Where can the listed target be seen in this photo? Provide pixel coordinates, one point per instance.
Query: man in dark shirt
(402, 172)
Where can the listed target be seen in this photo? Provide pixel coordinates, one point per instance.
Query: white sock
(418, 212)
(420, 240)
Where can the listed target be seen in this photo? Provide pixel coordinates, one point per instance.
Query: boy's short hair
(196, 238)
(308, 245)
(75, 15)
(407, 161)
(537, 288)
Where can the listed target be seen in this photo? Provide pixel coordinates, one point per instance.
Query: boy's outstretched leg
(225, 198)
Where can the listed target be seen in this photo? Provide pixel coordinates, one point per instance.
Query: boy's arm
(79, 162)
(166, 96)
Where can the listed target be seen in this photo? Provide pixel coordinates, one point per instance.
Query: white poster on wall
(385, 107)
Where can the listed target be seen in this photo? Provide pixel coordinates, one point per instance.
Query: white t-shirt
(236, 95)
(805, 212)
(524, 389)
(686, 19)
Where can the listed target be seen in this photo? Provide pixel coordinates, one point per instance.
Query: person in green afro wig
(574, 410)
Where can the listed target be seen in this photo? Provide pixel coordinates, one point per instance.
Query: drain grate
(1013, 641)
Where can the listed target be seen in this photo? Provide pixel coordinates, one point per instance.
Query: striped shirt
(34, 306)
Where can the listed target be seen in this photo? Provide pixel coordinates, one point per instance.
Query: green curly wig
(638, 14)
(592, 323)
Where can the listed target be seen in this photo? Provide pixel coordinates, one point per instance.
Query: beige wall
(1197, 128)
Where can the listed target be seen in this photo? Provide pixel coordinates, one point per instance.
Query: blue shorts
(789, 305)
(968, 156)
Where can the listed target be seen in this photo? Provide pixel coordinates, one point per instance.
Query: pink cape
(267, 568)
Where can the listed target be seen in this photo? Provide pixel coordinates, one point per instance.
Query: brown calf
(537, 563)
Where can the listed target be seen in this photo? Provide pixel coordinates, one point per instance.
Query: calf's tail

● ● ● ●

= Task description =
Pull out every line in the data above that has the word "shirt" in it, and copy each one without changes.

= Solution for this problem =
Query: man in dark shirt
Query: white t-shirt
Query: striped shirt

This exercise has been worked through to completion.